Exercise description. Make an exact copy of the records below. Include every line.

[Point-per-instance localization data]
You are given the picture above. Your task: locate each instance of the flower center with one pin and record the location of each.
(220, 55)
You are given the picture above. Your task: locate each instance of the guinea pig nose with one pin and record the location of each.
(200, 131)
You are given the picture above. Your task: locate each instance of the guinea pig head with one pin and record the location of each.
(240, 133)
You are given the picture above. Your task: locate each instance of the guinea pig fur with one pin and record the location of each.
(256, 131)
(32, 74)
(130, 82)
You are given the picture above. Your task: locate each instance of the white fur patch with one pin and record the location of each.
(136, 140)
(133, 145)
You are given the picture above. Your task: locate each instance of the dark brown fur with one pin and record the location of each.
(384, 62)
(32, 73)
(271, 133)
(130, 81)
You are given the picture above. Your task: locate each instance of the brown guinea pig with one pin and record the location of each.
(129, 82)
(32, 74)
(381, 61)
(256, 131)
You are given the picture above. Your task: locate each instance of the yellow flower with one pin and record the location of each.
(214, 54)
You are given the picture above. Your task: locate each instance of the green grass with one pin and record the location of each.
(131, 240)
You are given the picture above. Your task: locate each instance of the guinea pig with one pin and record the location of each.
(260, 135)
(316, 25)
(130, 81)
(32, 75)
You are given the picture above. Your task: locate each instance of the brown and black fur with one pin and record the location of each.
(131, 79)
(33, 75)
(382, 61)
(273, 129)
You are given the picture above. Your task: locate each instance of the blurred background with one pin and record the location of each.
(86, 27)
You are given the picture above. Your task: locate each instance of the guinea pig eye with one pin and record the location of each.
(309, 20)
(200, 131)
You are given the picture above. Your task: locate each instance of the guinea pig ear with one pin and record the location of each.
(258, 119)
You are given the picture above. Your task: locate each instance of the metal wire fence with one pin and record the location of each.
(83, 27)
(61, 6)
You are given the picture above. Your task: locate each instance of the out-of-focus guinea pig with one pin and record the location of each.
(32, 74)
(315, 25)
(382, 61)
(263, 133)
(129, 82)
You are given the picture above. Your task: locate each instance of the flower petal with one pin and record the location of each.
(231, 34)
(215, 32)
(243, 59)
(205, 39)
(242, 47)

Reply to the exercise.
You are given the picture above. Your task: locate each instance of the flower center with one pin and record the location of each.
(220, 55)
You are given the picture above. Your task: locate each instance of the guinea pig nose with one pin and record the location of each.
(200, 131)
You are given the picture above. Your task: locate each instance of the guinea pig head with one pin and record the location of each.
(240, 133)
You are given the picture above. Your task: locate each instance of the guinea pig fur with one pin and record the location of each.
(256, 131)
(32, 74)
(130, 82)
You are given the picture above. Your task: locate each instance of the white fur patch with one pin and record the location of each.
(136, 140)
(133, 145)
You are given the picture above. Your task: locate each instance of the dark brown fur with one pin and record the location of each.
(384, 62)
(32, 73)
(271, 133)
(130, 81)
You are given the picture above. Your task: locate each instance of the brown guinea pig with one pin and record the location of each.
(129, 82)
(32, 74)
(381, 61)
(256, 131)
You are given the picture above. Your task: locate each instance of the yellow flower with one pin and record the location of each.
(214, 54)
You are given the picture above. Your task: locate each instance of the green grass with one pin and record the location of each.
(131, 240)
You are given the picture above. Your task: locate each instance of the guinea pig with one pin and record the location of each.
(260, 135)
(316, 25)
(130, 81)
(32, 75)
You are given the picture above. Your task: locate each instance of the brown and black fur with one pin and record the location of each.
(131, 79)
(33, 75)
(382, 61)
(273, 129)
You are given the picture above. Your task: locate each instance of the blurred background with one pin and record the location of each.
(86, 27)
You are given the picture above. Your task: locate each instance of the guinea pig eye with one pin and record the location of each.
(309, 20)
(200, 131)
You are given the picture above. Your task: locate each instance of the guinea pig ear with one pin and record the location of each.
(258, 119)
You are given the picture above. Your task: locate each instance of the metal wire fence with one pin and record the location of each.
(83, 27)
(61, 6)
You are given the picture above. Your task: locate each instance of the out-of-focus guinea pig with one pin and record the location of each.
(32, 74)
(315, 25)
(382, 61)
(263, 133)
(129, 82)
You are given the picture above. Your task: locate each instance of the flower petal with one pin and record the location of each.
(231, 34)
(215, 32)
(243, 59)
(205, 39)
(242, 47)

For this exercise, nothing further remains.